To do: Reproduce the essay on worn-out lawyer clichés below in full, word for word.

WORNOUT LAWYER CLICHES

Michael Sean Quinn, Ph.D, J.D., Etc.*

When a word is used too often, it wears out, and becomes insignificant, unconvincing, and ignored by the listener or the reader. Some terms used by lawyers are like that. Important terms become distractions of no interest. Some even become laughable when used.

Ordinary Life

There are a number of clichés, which have invaded our language, of which I am sick. Here are two examples from ordinary life. “Amazing” is one of them. If someone has lost 10 lbs in a month, it is said, by some, to be “amazing.” If someone who usually gets a grade of C on tests and gets a B, that is said to be amazing. Alternatively, some say that they are amazed. With respect to me, if an essay contains very few typos, that is said to be amazing. (Well, maybe the last one is true.)

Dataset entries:
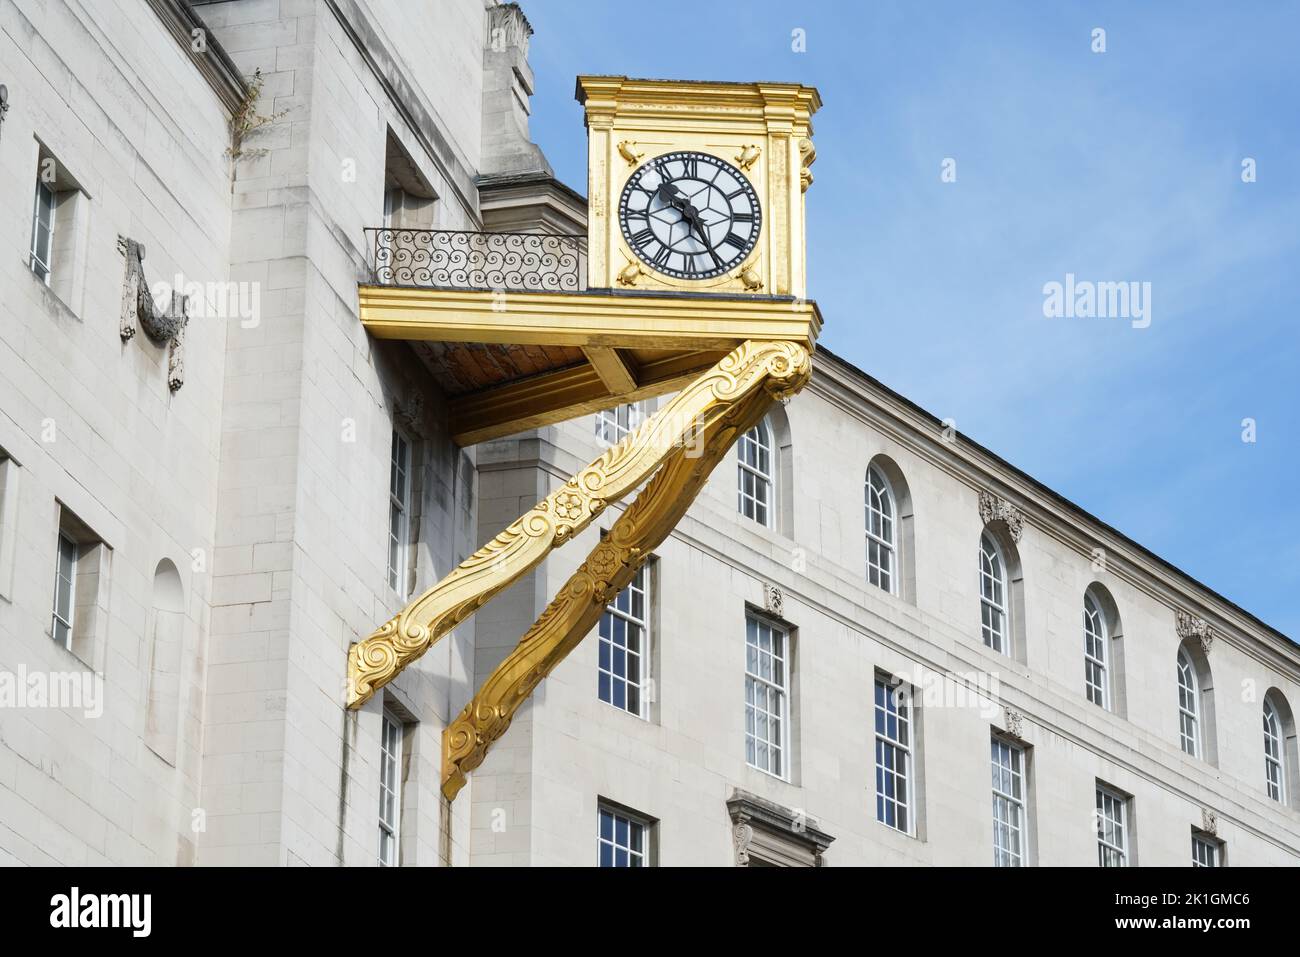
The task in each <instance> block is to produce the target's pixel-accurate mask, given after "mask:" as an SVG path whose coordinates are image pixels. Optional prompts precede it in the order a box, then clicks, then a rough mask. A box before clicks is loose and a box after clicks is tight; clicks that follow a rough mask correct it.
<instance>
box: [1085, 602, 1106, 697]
mask: <svg viewBox="0 0 1300 957" xmlns="http://www.w3.org/2000/svg"><path fill="white" fill-rule="evenodd" d="M1108 641H1109V637H1108V635H1106V619H1105V616H1104V615H1102V614H1101V607H1100V606H1099V605H1097V601H1096V599H1095V598H1093V597H1092V596H1091V594H1087V593H1084V596H1083V685H1084V688H1086V689H1087V692H1088V701H1091V702H1092V703H1093V705H1097V706H1100V707H1104V709H1106V710H1108V711H1109V710H1110V670H1109V667H1108V664H1106V651H1108V648H1106V645H1108Z"/></svg>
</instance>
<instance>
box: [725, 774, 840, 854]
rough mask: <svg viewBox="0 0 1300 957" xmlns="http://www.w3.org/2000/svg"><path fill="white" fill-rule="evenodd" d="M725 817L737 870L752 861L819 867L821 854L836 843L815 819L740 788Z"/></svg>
mask: <svg viewBox="0 0 1300 957" xmlns="http://www.w3.org/2000/svg"><path fill="white" fill-rule="evenodd" d="M727 813H728V814H729V815H731V819H732V848H733V849H735V850H736V866H737V867H748V866H750V865H753V863H754V862H755V858H757V861H758V862H759V863H764V865H770V866H777V867H822V866H823V865H824V861H823V854H824V853H826V849H827V848H829V846H831V844H832V841H835V837H832V836H831V835H828V833H827V832H826V831H823V830H822V826H820V824H819V823H818V820H816V818H810V817H809V815H807V814H806V813H803V811H802V810H800V809H797V807H785V806H783V805H779V804H776V802H775V801H768V800H767V798H764V797H759V796H758V794H751V793H750V792H748V791H741V789H740V788H735V789H733V791H732V796H731V798H728V801H727Z"/></svg>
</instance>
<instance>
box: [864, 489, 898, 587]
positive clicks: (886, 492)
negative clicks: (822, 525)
mask: <svg viewBox="0 0 1300 957" xmlns="http://www.w3.org/2000/svg"><path fill="white" fill-rule="evenodd" d="M866 498H867V501H866V505H867V581H870V583H871V584H872V585H875V586H876V588H883V589H884V590H885V592H889V593H891V594H897V593H898V540H897V534H898V532H897V515H896V511H894V495H893V489H891V488H889V481H888V480H887V479H885V477H884V475H883V473H881V472H880V469H879V468H876V467H875V465H870V467H868V468H867V488H866Z"/></svg>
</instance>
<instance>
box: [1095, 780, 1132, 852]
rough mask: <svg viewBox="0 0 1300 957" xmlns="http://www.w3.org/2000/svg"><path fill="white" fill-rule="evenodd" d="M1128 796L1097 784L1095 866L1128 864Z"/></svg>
mask: <svg viewBox="0 0 1300 957" xmlns="http://www.w3.org/2000/svg"><path fill="white" fill-rule="evenodd" d="M1128 853H1130V852H1128V798H1127V797H1125V796H1122V794H1119V793H1117V792H1114V791H1110V789H1109V788H1104V787H1101V785H1100V784H1099V785H1097V866H1099V867H1127V866H1128Z"/></svg>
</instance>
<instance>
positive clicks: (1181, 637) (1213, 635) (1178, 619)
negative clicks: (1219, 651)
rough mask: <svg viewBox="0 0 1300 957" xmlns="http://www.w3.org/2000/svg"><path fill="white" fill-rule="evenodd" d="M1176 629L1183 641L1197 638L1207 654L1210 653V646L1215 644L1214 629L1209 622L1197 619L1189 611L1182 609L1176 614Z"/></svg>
mask: <svg viewBox="0 0 1300 957" xmlns="http://www.w3.org/2000/svg"><path fill="white" fill-rule="evenodd" d="M1174 622H1175V624H1174V627H1175V628H1177V629H1178V637H1180V638H1182V640H1183V641H1188V640H1191V638H1195V640H1196V641H1199V642H1201V650H1203V651H1204V653H1205V654H1209V653H1210V645H1213V644H1214V627H1213V625H1212V624H1210V623H1209V622H1206V620H1205V619H1204V618H1197V616H1196V615H1193V614H1191V612H1188V611H1183V610H1182V609H1179V610H1177V611H1175V612H1174Z"/></svg>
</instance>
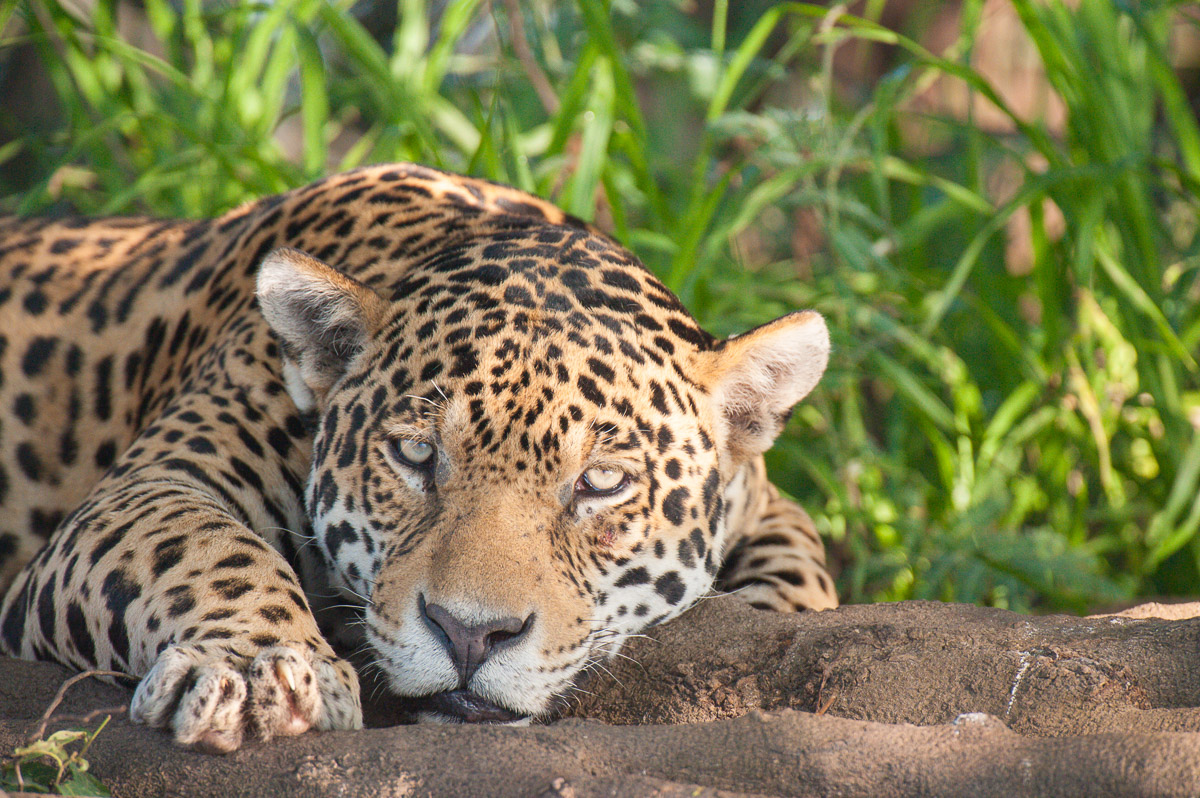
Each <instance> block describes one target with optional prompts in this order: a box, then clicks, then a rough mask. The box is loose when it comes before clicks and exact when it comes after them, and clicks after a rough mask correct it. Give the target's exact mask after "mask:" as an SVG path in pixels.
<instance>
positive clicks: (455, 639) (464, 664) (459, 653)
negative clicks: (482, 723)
mask: <svg viewBox="0 0 1200 798" xmlns="http://www.w3.org/2000/svg"><path fill="white" fill-rule="evenodd" d="M418 607H419V608H420V611H421V617H422V618H424V619H425V623H426V624H427V625H428V626H430V629H432V630H433V634H434V636H437V637H438V640H440V641H442V644H443V646H445V647H446V650H448V652H450V659H451V661H452V662H454V666H455V670H457V671H458V678H460V679H461V682H462V684H461V686H463V688H466V686H467V683H468V682H470V677H472V676H474V674H475V671H478V670H479V666H480V665H482V664H484V662H486V661H487V658H488V656H491V655H492V653H493V652H496V650H498V649H502V648H508V647H509V646H512V644H514V643H516V642H517V641H518V640H520V638H521V637H522V636H523V635H524V634H526V632H528V631H529V628H530V626H532V625H533V616H532V614H530V616H529V617H527V618H526V619H524V620H522V619H521V618H515V617H509V618H497V619H496V620H486V622H484V623H481V624H473V625H468V624H464V623H463V622H461V620H460V619H458V618H455V617H454V614H452V613H451V612H450V611H449V610H446V608H445V607H443V606H442V605H438V604H426V602H425V595H419V596H418Z"/></svg>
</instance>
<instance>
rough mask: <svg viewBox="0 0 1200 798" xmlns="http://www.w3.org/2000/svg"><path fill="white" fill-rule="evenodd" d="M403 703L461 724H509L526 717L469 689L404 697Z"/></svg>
mask: <svg viewBox="0 0 1200 798" xmlns="http://www.w3.org/2000/svg"><path fill="white" fill-rule="evenodd" d="M404 704H406V708H407V709H409V710H410V712H414V713H422V712H432V713H437V714H439V715H444V716H446V718H451V719H454V720H458V721H461V722H463V724H511V722H515V721H518V720H523V719H524V718H526V715H522V714H518V713H515V712H512V710H511V709H505V708H504V707H500V706H498V704H494V703H492V702H491V701H488V700H487V698H484V697H482V696H479V695H475V694H474V692H472V691H469V690H451V691H448V692H437V694H434V695H432V696H424V697H421V698H406V700H404Z"/></svg>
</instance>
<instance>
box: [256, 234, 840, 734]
mask: <svg viewBox="0 0 1200 798" xmlns="http://www.w3.org/2000/svg"><path fill="white" fill-rule="evenodd" d="M605 245H606V246H610V245H607V244H606V242H605ZM468 254H472V257H469V258H467V259H466V260H464V264H466V265H463V270H467V269H473V270H475V271H476V274H479V272H480V263H481V262H486V260H487V257H486V256H485V254H484V252H482V251H478V252H474V253H468ZM502 254H503V253H502ZM570 254H571V253H566V256H570ZM593 254H595V253H594V251H593ZM566 256H564V259H565V260H569V263H570V264H571V265H570V268H568V266H564V265H563V264H562V263H557V262H553V260H547V259H546V258H545V257H542V258H541V259H532V260H530V263H529V264H524V265H521V264H514V263H511V262H508V263H505V264H504V265H505V270H504V271H503V272H491V275H492V276H491V277H490V278H482V277H476V278H475V280H474V281H473V282H472V281H467V280H457V281H456V276H458V274H460V272H449V274H448V272H445V271H436V272H434V271H431V272H427V274H421V275H420V276H419V280H418V281H415V282H416V283H419V286H420V289H419V290H412V289H404V290H400V292H397V295H396V298H394V299H383V298H380V296H378V295H376V294H374V293H373V292H370V290H368V289H366V287H364V286H361V284H358V283H354V284H350V283H352V282H353V281H348V278H346V277H344V276H341V275H338V274H337V272H334V271H332V270H330V269H328V268H326V266H323V265H322V264H317V263H316V262H312V260H311V259H307V258H305V257H304V256H300V254H299V253H282V254H272V256H270V257H269V258H268V263H266V264H265V265H264V271H263V276H260V281H259V286H260V288H259V295H260V299H262V301H263V307H264V313H265V314H266V317H268V320H269V322H270V323H271V324H272V328H274V329H275V330H276V332H277V334H278V335H280V338H281V341H282V342H283V344H284V346H283V348H284V354H286V359H287V366H286V368H287V371H288V376H289V379H288V382H289V386H292V388H293V394H294V396H296V397H298V403H301V406H302V402H306V401H307V402H310V403H312V404H313V406H314V407H316V408H319V410H320V416H322V422H320V430H319V432H318V436H317V439H316V444H314V449H313V464H312V474H311V480H310V486H308V496H307V502H308V512H310V517H311V520H312V523H313V530H314V534H316V539H317V545H318V546H319V547H320V551H322V552H323V553H324V556H325V558H326V559H328V563H329V568H330V570H331V574H332V577H334V582H335V583H336V584H337V586H338V587H341V588H342V589H343V590H344V592H346V593H347V595H348V596H356V598H358V600H359V601H361V602H362V604H364V610H362V612H364V619H365V624H364V628H365V632H366V637H367V642H368V643H370V648H371V652H372V656H373V658H374V660H376V664H377V665H378V666H379V667H380V670H382V672H383V673H385V674H386V679H388V680H389V683H390V685H391V688H392V690H395V691H396V692H397V694H400V695H403V696H415V697H425V698H424V701H422V702H421V704H422V706H424V708H425V709H426V710H427V712H428V713H430V714H431V715H433V716H442V718H450V719H463V720H496V721H514V720H518V719H521V718H526V716H530V715H539V714H542V713H545V712H547V710H548V709H550V708H551V707H552V703H553V700H554V698H556V697H557V696H562V695H563V694H564V692H566V691H568V690H569V688H570V685H571V683H572V680H574V679H575V678H576V676H577V674H578V673H580V672H581V671H582V670H583V668H584V667H587V666H588V665H589V664H590V662H593V661H596V660H600V659H604V658H606V656H608V655H611V654H612V653H614V652H616V650H617V649H619V647H620V646H622V643H623V641H624V640H625V638H626V637H628V636H629V635H630V634H634V632H637V631H640V630H642V629H644V628H646V626H648V625H652V624H654V623H658V622H661V620H664V619H666V618H671V617H673V616H676V614H678V613H679V612H682V611H683V610H684V608H685V607H686V606H689V605H690V604H691V602H692V601H695V600H696V599H697V598H698V596H700V595H702V594H703V593H706V592H707V590H708V589H709V588H710V587H712V582H713V578H714V576H715V574H716V570H718V565H719V563H720V557H721V553H722V550H724V546H725V542H726V541H725V538H726V524H725V515H724V498H722V492H724V488H725V485H726V484H727V482H728V480H730V479H731V478H732V475H733V474H734V473H736V470H737V469H738V468H739V467H740V466H742V463H744V462H745V460H746V458H748V457H749V456H754V455H757V454H758V452H760V451H761V450H762V449H763V448H766V446H764V445H763V442H766V445H769V442H770V440H772V439H773V438H774V436H775V434H776V433H778V430H779V427H780V426H781V424H782V416H784V415H785V413H786V410H788V409H790V408H791V404H792V403H793V402H794V401H796V400H794V398H793V397H796V394H798V392H800V391H803V392H806V391H808V389H809V388H811V384H812V383H815V382H816V377H818V376H820V372H821V370H823V366H824V356H826V353H827V348H828V342H827V338H826V332H824V325H823V323H822V322H821V320H820V317H816V316H815V314H793V317H787V319H791V320H790V322H788V323H787V324H782V326H780V324H781V323H776V324H775V325H770V326H780V330H779V331H776V332H773V334H768V335H767V336H766V337H767V338H770V340H769V341H766V342H761V343H762V344H763V346H764V347H766V348H764V349H763V348H762V347H755V346H746V344H744V343H742V342H740V338H736V340H732V341H731V342H730V343H720V344H714V342H713V341H712V338H709V337H708V336H707V335H704V334H703V332H702V331H701V330H700V329H698V328H697V326H696V324H695V322H694V320H691V318H690V317H688V316H686V313H685V312H684V311H683V310H682V308H680V307H679V306H678V304H677V302H676V304H673V305H672V304H671V302H674V300H673V298H671V296H670V294H667V293H666V292H665V289H662V288H661V286H660V284H659V283H658V282H656V281H654V280H653V277H650V276H649V275H648V274H647V272H644V270H642V269H641V268H640V266H637V265H636V263H632V264H631V263H630V262H628V260H626V262H622V263H620V264H616V263H612V262H606V260H605V259H604V257H602V256H601V257H599V258H598V260H599V265H593V266H581V265H580V260H578V258H574V259H570V258H568V257H566ZM618 266H619V268H618ZM306 282H307V283H308V284H310V288H308V289H304V290H301V292H300V293H295V292H294V290H289V287H295V286H301V284H305V283H306ZM313 283H316V286H317V288H312V287H311V286H312V284H313ZM464 283H467V284H464ZM314 298H316V299H314ZM648 298H649V299H648ZM654 298H656V299H654ZM589 299H590V300H595V301H592V302H589V301H587V300H589ZM652 299H654V301H652ZM668 300H670V301H668ZM313 307H319V308H320V312H319V313H316V312H312V308H313ZM787 319H785V322H787ZM770 326H768V328H764V329H766V330H768V331H769V330H770ZM305 329H307V330H308V332H305V334H300V332H298V330H305ZM313 330H316V331H313ZM330 342H334V346H332V347H330ZM793 350H796V352H799V354H798V355H797V354H793V355H788V354H787V353H788V352H793ZM817 361H820V362H817ZM331 368H332V370H334V373H330V370H331ZM796 372H803V373H802V374H800V377H799V378H798V379H797V378H796V377H794V376H793V374H794V373H796ZM792 383H796V384H792ZM306 391H307V392H306ZM802 395H803V394H802ZM797 398H798V397H797ZM790 400H791V401H790Z"/></svg>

Answer area:
WORNOUT LAWYER CLICHES

Michael Sean Quinn, Ph.D, J.D., Etc.*

When a word is used too often, it wears out, and becomes insignificant, unconvincing, and ignored by the listener or the reader. Some terms used by lawyers are like that. Important terms become distractions of no interest. Some even become laughable when used.

Ordinary Life

There are a number of clichés, which have invaded our language, of which I am sick. Here are two examples from ordinary life. “Amazing” is one of them. If someone has lost 10 lbs in a month, it is said, by some, to be “amazing.” If someone who usually gets a grade of C on tests and gets a B, that is said to be amazing. Alternatively, some say that they are amazed. With respect to me, if an essay contains very few typos, that is said to be amazing. (Well, maybe the last one is true.)